*Consigne*:
Reprenez l'article ci-dessous sur la communication du gouvernement Jomaa et poursuivez-le à partir de sa dernière phrase.

*Page*:
■ ■ ■ ■

Tunisie- Gouvernement Jomaa : Y a-t-il une Com ?

La visite de Mehdi Jomaa à Paris n’a pas suscité l’intérêt qu’elle méritait, ni ici ni à plus forte raison en France. Si on exclut une bonne prestation chez le «pape des interviewers», Jean Pierre El-Kabbach, qui a essayé de «cuisiner» le chef du gouvernement, il n’y a pas grand-chose à retenir de cette visite pourtant capitale, à part que le Premier ministre a mangé un fricassé à Belleville et a pris le métro pour échapper à la sécurité trop pesante. Il y a à se demander comme le titre d’un film célèbre : «Y a-t-il une Com’… dans le gouvernement».

La question mérite d’être posée à presque cent jours de l’investiture du gouvernement de compétences composé d’une pléiade de «grosses pointures» dont la plupart a fait ses armes dans les pays développés donc connaissant fort bien l’intérêt d’une «stratégie de communication» pour gagner la seule bataille qui vaille, la bataille de l’opinion publique.

Après avoir maintenu un dir’com qui n’a pas brillé dans ce domaine et qui a contribué à l’échec de l’équipe précédente, on nous annonce l’arrivée d’une femme de Com’…, Mme Rania Barrak qui vient tout droit des grandes écoles de la communication mais qui est déjà contestée pour sa trop prétendue étroite proximité avec un grand parti politique. Ce n’est vraiment pas un crime, car les responsables Com’ ne sont ni de droite ni de gauche et on a vu le même homme servir un président de gauche et un autre de droite dans un grand pays démocratique, la France. Mais Madame Barrak n’était pas du voyage à se demander pourquoi.

■ ■ ■ ■

Enregistrements d'annotation de coordonnées
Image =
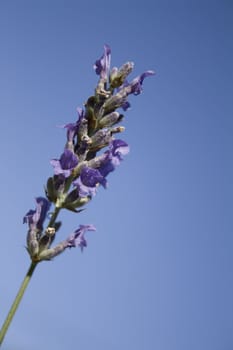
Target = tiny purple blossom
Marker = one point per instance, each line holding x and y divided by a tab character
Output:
77	238
65	164
35	218
113	157
102	65
88	181
90	177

■ ■ ■ ■

*Résultat*:
A vrai dire, ce n’est pas une question de personne, loin de là. Ce qui manque c’est une véritable «communication gouvernementale» et ce n’est pas en montrant un «gouvernement en bras de chemise, en conclave un dimanche» que l’on peut affirmer faire de la communication quand on voit que celle-ci est ce qui manque le plus en ce moment fort délicat.

Les Tunisiens attendaient du nouveau. Quelque chose qui bouscule les habitudes anciennes, qui tranche avec la langue de bois, qui leur parle vérité, franchise et sincérité. Qu’est-ce qu’ils ont eu ? Un retour pur et simple à de longs compte-rendu illisibles et incompréhensibles avec les fameux «a reçu», «a visité», «a indiqué», «a donné des instructions» et tutti quanti aussi creux qu’inintéressants. Ce n’est pas ce qu’ils souhaitaient, ni ce qu’ils appelaient de leurs vœux.

Le pays va de mal en pire et ce n’est pas une litote. Mais, qu’est-ce qu’on entend? Les phrases du genre «la situation est plus difficile que prévu», «on ne s’attendait pas à trouver une situation aussi mauvaise» ne sont plus admises par une opinion publique inquiète à souhait.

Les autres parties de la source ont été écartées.